#### Условие задания
Перескажите, пожалуйста, короче абзац текста о Викторе Цое, начинающийся словами «Говорят, что для успеха главное», и сохраните его основные факты.

#### Исходный текст
Виктор Цой - жив! Честный и настоящий!
Эти летом исполнилось 18 лет с того дня, как разбился Виктор Цой. Это случилось в августе 1990-го, в стране, которой больше нет. Он был такой человек, что его до сих помнят. И даже слушают.
Почему? Чем он был хорош? Точнее, чем именно? Может, тем, что занимался своим искусством всерьез? Был искренне равнодушен к славе и бежал от популярности?
Говорят, что для успеха главное — это оказаться в нужном месте, в нужное время и быть к этому готовым. У Цоя совпало все и сразу: выход альбома «Группа крови», буквально тут же – фильм «АССА»… В конце 80-х началась повальная, массовая истерия, названная «киноманией». Популярность группы была просто фантастической. Все было беспрецедентно: рекламная кампания «АССЫ», выход нугмановской «Иглы»… И все это на фоне отсутствия конкуренции: БГ тогда как раз уехал в Америку, «ДДТ» гастролировали по провинции… Был период, когда в обеих русских столицах бал правили «Наутилус» и «Кино».
Как это выглядело тогда?

#### Материал
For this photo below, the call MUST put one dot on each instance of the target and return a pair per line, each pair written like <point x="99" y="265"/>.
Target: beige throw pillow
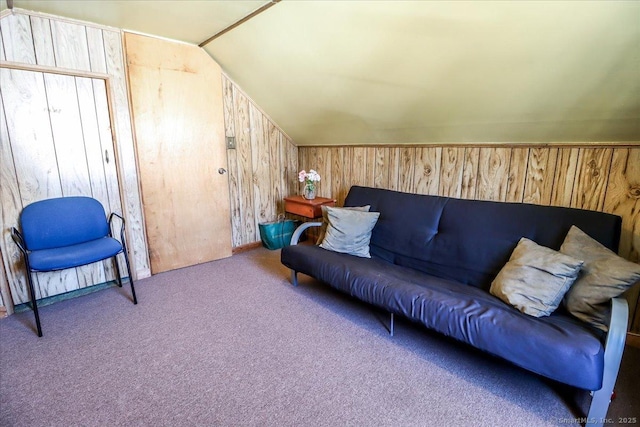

#### Решение
Для успеха, как говорят, нужно оказаться в нужном месте в нужное время и быть к этому готовым. У Цоя все совпало сразу: вышел альбом «Группа крови», почти тут же фильм «АССА». В конце 80-х началась массовая истерия, названная «киноманией», и популярность группы была фантастической. Беспрецедентными были рекламная кампания «АССЫ» и выход нугмановской «Иглы». Конкуренции не было: БГ уехал в Америку, «ДДТ» гастролировали по провинции. В обеих русских столицах одно время правили «Наутилус» и «Кино».